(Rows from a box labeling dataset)

..............................

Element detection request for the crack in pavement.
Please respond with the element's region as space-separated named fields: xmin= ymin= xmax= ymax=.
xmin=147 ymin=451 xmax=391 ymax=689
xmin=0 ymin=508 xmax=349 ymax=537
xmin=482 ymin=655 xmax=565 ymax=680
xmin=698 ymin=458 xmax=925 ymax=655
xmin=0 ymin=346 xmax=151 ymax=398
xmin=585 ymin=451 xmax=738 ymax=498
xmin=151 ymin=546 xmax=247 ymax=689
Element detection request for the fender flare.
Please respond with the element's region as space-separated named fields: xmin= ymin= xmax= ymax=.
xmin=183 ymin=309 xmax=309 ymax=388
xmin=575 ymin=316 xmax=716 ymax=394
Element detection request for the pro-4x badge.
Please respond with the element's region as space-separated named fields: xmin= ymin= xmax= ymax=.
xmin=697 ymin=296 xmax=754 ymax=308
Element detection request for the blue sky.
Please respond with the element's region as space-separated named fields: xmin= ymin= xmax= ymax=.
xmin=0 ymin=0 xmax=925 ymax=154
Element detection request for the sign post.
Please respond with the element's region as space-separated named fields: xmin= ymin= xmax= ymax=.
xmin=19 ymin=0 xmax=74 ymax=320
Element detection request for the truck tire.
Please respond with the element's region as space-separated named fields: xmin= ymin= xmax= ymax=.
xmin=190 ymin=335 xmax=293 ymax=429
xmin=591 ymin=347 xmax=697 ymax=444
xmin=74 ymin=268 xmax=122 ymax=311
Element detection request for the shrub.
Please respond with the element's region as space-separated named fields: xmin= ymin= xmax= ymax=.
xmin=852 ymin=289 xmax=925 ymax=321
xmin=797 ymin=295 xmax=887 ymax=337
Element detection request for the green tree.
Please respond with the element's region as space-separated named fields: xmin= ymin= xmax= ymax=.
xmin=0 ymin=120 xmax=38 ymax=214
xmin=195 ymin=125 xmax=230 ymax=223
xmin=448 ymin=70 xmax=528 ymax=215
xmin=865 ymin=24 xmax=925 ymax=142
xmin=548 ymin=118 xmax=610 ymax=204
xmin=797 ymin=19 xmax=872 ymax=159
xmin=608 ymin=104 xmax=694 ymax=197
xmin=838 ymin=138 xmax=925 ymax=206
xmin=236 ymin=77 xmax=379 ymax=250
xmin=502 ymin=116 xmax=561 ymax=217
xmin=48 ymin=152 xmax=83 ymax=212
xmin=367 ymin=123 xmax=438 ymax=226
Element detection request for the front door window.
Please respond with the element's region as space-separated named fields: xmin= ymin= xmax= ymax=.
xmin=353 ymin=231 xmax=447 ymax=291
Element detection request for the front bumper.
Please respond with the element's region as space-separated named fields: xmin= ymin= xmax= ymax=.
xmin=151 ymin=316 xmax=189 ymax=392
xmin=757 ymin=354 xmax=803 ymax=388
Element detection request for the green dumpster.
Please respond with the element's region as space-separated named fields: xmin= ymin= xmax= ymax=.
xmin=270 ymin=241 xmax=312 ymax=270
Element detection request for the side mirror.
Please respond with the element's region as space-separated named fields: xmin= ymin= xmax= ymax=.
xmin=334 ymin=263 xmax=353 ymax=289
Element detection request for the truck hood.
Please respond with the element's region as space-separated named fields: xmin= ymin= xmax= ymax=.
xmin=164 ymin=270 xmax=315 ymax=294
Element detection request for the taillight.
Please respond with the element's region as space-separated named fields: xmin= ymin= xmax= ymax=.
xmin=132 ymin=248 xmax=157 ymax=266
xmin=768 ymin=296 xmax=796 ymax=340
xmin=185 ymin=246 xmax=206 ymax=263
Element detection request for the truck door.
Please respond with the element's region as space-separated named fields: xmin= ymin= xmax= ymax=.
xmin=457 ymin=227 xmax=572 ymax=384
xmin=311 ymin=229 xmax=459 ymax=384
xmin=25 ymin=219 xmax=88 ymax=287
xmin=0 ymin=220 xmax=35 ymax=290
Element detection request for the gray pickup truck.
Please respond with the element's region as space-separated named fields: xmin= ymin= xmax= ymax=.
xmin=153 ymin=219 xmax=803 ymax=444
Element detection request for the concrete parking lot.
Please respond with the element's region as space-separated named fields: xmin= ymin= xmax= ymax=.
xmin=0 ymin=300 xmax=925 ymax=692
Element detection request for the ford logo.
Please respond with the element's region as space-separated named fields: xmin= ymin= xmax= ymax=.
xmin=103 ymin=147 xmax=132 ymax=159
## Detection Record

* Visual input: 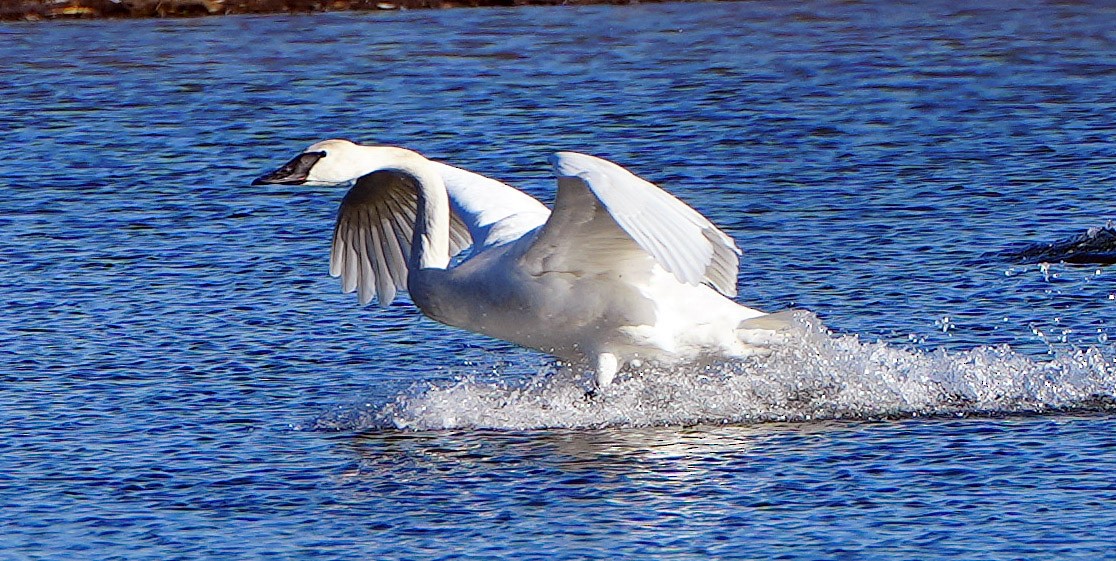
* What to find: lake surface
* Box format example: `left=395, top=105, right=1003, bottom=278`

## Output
left=0, top=1, right=1116, bottom=560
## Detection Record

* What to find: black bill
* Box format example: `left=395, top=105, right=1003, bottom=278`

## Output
left=252, top=152, right=326, bottom=185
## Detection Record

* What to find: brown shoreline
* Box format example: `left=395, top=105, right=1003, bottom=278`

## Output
left=0, top=0, right=663, bottom=21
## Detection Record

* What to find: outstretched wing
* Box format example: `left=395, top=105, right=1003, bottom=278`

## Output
left=329, top=171, right=472, bottom=307
left=523, top=152, right=740, bottom=297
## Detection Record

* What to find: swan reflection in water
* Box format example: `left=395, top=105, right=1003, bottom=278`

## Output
left=253, top=139, right=793, bottom=389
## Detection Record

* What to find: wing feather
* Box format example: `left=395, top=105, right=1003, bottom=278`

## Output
left=535, top=152, right=740, bottom=297
left=329, top=171, right=472, bottom=307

..............................

## [YOUR OBJECTIVE]
Convert every line of the rows above into a Markdown table with the columns "No." and "Line": number the lines in order and put each line's text beside its number. Skip blank lines, and do not include the pictures.

## [RESPONSE BELOW]
| No. | Line |
|---|---|
| 1 | Element detection request for the crack in pavement. |
| 2 | Please respond with the element's region as space-separated named fields: xmin= ymin= xmax= ymax=. |
| 3 | xmin=147 ymin=451 xmax=391 ymax=689 |
| 4 | xmin=0 ymin=508 xmax=349 ymax=537 |
| 5 | xmin=482 ymin=655 xmax=565 ymax=680 |
| 6 | xmin=698 ymin=458 xmax=925 ymax=655 |
| 7 | xmin=0 ymin=346 xmax=151 ymax=398 |
| 8 | xmin=585 ymin=451 xmax=738 ymax=498 |
| 9 | xmin=151 ymin=546 xmax=247 ymax=689 |
| 10 | Element detection request for the fender flare. |
| 11 | Please respond with the element's region as space-separated named fields: xmin= ymin= xmax= ymax=. |
| 12 | xmin=183 ymin=309 xmax=309 ymax=388 |
| 13 | xmin=575 ymin=316 xmax=716 ymax=394 |
| 14 | Element detection request for the pro-4x badge. |
| 15 | Please respond with the element's region as space-separated named fields: xmin= ymin= xmax= ymax=. |
| 16 | xmin=697 ymin=296 xmax=754 ymax=308 |
| 17 | Element detection request for the blue sky. |
| 18 | Please respond with the element's region as space-separated named fields: xmin= ymin= xmax= ymax=. |
| 19 | xmin=0 ymin=0 xmax=925 ymax=154 |
| 20 | Element detection request for the sign post. |
| 21 | Please respond with the element's region as space-separated named fields: xmin= ymin= xmax= ymax=. |
| 22 | xmin=19 ymin=0 xmax=74 ymax=320 |
| 23 | Element detection request for the truck tire. |
| 24 | Please respond with the element's region as space-separated named fields: xmin= ymin= xmax= ymax=. |
| 25 | xmin=190 ymin=335 xmax=293 ymax=429 |
| 26 | xmin=591 ymin=347 xmax=697 ymax=444 |
| 27 | xmin=74 ymin=268 xmax=122 ymax=311 |
| 28 | Element detection request for the shrub. |
| 29 | Please respond with the element's region as space-separated named fields: xmin= ymin= xmax= ymax=. |
| 30 | xmin=852 ymin=289 xmax=925 ymax=321 |
| 31 | xmin=797 ymin=295 xmax=887 ymax=337 |
| 32 | Element detection request for the green tree. |
| 33 | Please respond with the element's region as space-separated named fields: xmin= ymin= xmax= ymax=. |
| 34 | xmin=0 ymin=120 xmax=38 ymax=214 |
| 35 | xmin=195 ymin=125 xmax=230 ymax=223 |
| 36 | xmin=448 ymin=70 xmax=528 ymax=215 |
| 37 | xmin=865 ymin=24 xmax=925 ymax=142 |
| 38 | xmin=548 ymin=118 xmax=610 ymax=204 |
| 39 | xmin=797 ymin=19 xmax=872 ymax=159 |
| 40 | xmin=608 ymin=104 xmax=694 ymax=197 |
| 41 | xmin=838 ymin=138 xmax=925 ymax=206 |
| 42 | xmin=236 ymin=77 xmax=379 ymax=250 |
| 43 | xmin=502 ymin=116 xmax=561 ymax=217 |
| 44 | xmin=48 ymin=152 xmax=83 ymax=212 |
| 45 | xmin=367 ymin=123 xmax=438 ymax=226 |
| 46 | Element detection request for the front door window. |
| 47 | Please respond with the element's region as space-separated named fields: xmin= ymin= xmax= ymax=. |
| 48 | xmin=353 ymin=231 xmax=447 ymax=291 |
| 49 | Element detection request for the front bumper. |
| 50 | Please respond with the element's region as space-separated named fields: xmin= ymin= xmax= ymax=. |
| 51 | xmin=151 ymin=316 xmax=189 ymax=392 |
| 52 | xmin=757 ymin=354 xmax=803 ymax=388 |
| 53 | Element detection request for the green dumpster. |
| 54 | Please respond with the element's region as space-separated named fields: xmin= ymin= xmax= ymax=. |
| 55 | xmin=270 ymin=241 xmax=312 ymax=270 |
| 56 | Element detection request for the side mirror. |
| 57 | Please respond with the element's region as space-separated named fields: xmin= ymin= xmax= ymax=. |
| 58 | xmin=334 ymin=263 xmax=353 ymax=289 |
| 59 | Element detection request for the truck hood. |
| 60 | Please respond with the element's region as space-separated named fields: xmin= ymin= xmax= ymax=. |
| 61 | xmin=164 ymin=270 xmax=315 ymax=294 |
| 62 | Element detection request for the taillight. |
| 63 | Please respond with the element's region as space-separated named fields: xmin= ymin= xmax= ymax=. |
| 64 | xmin=132 ymin=248 xmax=157 ymax=266 |
| 65 | xmin=768 ymin=296 xmax=796 ymax=340 |
| 66 | xmin=185 ymin=246 xmax=206 ymax=263 |
| 67 | Element detection request for the truck door. |
| 68 | Please respond with the element's region as space-separated named fields: xmin= ymin= xmax= ymax=. |
| 69 | xmin=457 ymin=227 xmax=572 ymax=384 |
| 70 | xmin=311 ymin=229 xmax=459 ymax=384 |
| 71 | xmin=25 ymin=219 xmax=88 ymax=287 |
| 72 | xmin=0 ymin=220 xmax=35 ymax=290 |
| 73 | Element detection request for the gray pickup truck. |
| 74 | Please respond with the element's region as space-separated named fields: xmin= ymin= xmax= ymax=. |
| 75 | xmin=153 ymin=219 xmax=803 ymax=444 |
| 76 | Element detection request for the concrete parking lot. |
| 77 | Please respond with the element's region as space-separated named fields: xmin= ymin= xmax= ymax=. |
| 78 | xmin=0 ymin=300 xmax=925 ymax=692 |
| 79 | Element detection request for the ford logo. |
| 80 | Please respond with the element's region as space-separated named fields: xmin= ymin= xmax= ymax=. |
| 81 | xmin=103 ymin=147 xmax=132 ymax=159 |
| 82 | ## Detection Record |
| 83 | * Visual input:  |
| 84 | * What to find: lake surface |
| 85 | * Box format example: `left=395, top=105, right=1003, bottom=278` |
| 86 | ## Output |
| 87 | left=0, top=1, right=1116, bottom=560 |
| 88 | ## Detection Record |
| 89 | * What to find: black bill |
| 90 | * Box format example: `left=395, top=105, right=1003, bottom=278` |
| 91 | ## Output |
| 92 | left=252, top=152, right=326, bottom=185 |
| 93 | ## Detection Record |
| 94 | * What to find: brown shoreline |
| 95 | * Box format example: `left=395, top=105, right=1003, bottom=278` |
| 96 | ## Output |
| 97 | left=0, top=0, right=663, bottom=21 |
| 98 | ## Detection Record |
| 99 | * What to find: outstretched wing |
| 100 | * Box format example: `left=395, top=105, right=1003, bottom=278` |
| 101 | ## Output |
| 102 | left=329, top=171, right=472, bottom=307 |
| 103 | left=523, top=152, right=740, bottom=297 |
| 104 | ## Detection Record |
| 105 | * What to find: swan reflection in water |
| 106 | * Box format example: `left=395, top=105, right=1003, bottom=278` |
| 107 | ## Output |
| 108 | left=253, top=139, right=793, bottom=389 |
| 109 | ## Detection Record |
| 110 | * What to find: wing feather |
| 111 | * Box format example: `left=395, top=105, right=1003, bottom=278` |
| 112 | ## Output |
| 113 | left=535, top=152, right=740, bottom=297 |
| 114 | left=329, top=171, right=472, bottom=307 |